- BRIEF
Exactly as written, reproduce the lines from the one that contains "Each instance of the stone pavement" through the end of the records.

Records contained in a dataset
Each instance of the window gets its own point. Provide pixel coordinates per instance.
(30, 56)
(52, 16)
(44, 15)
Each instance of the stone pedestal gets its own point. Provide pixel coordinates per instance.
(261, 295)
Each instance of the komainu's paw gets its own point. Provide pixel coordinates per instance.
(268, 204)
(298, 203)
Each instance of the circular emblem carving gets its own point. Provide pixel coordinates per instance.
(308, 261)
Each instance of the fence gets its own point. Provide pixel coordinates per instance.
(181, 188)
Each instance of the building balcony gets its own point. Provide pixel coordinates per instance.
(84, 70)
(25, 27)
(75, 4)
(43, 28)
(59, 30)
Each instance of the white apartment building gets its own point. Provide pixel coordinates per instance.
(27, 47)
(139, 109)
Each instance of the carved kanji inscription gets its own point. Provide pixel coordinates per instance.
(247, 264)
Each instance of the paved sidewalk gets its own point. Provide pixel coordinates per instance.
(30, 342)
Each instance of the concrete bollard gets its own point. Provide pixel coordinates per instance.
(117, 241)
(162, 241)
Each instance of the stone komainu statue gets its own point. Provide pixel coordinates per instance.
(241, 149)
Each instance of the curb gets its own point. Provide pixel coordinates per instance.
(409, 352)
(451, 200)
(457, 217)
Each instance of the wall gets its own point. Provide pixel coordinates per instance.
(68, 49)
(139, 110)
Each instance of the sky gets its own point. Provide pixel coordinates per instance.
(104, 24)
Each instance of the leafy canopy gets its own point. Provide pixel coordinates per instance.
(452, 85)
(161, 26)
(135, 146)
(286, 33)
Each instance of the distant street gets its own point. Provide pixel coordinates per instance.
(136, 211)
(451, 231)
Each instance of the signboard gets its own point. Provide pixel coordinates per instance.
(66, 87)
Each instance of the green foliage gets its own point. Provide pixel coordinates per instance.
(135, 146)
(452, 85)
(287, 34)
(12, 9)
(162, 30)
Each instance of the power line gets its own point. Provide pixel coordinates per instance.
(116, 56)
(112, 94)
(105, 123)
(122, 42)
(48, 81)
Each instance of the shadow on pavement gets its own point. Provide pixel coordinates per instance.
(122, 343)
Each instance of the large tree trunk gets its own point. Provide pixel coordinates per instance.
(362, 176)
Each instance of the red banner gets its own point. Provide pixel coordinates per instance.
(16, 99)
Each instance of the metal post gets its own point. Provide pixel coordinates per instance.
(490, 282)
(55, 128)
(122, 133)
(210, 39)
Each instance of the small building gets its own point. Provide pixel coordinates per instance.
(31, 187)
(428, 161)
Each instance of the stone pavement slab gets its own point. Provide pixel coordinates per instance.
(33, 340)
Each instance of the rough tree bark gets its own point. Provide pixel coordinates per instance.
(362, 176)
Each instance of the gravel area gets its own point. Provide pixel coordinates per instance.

- RESULT FOR THIS TASK
Each instance of the stone pavement slab gets its own point. Provide pixel coordinates per instance.
(33, 340)
Each instance of the rough tree bark gets its own point. Provide pixel coordinates per instance.
(362, 176)
Each instance of the gravel area gets its own point. Provide pixel coordinates per instance.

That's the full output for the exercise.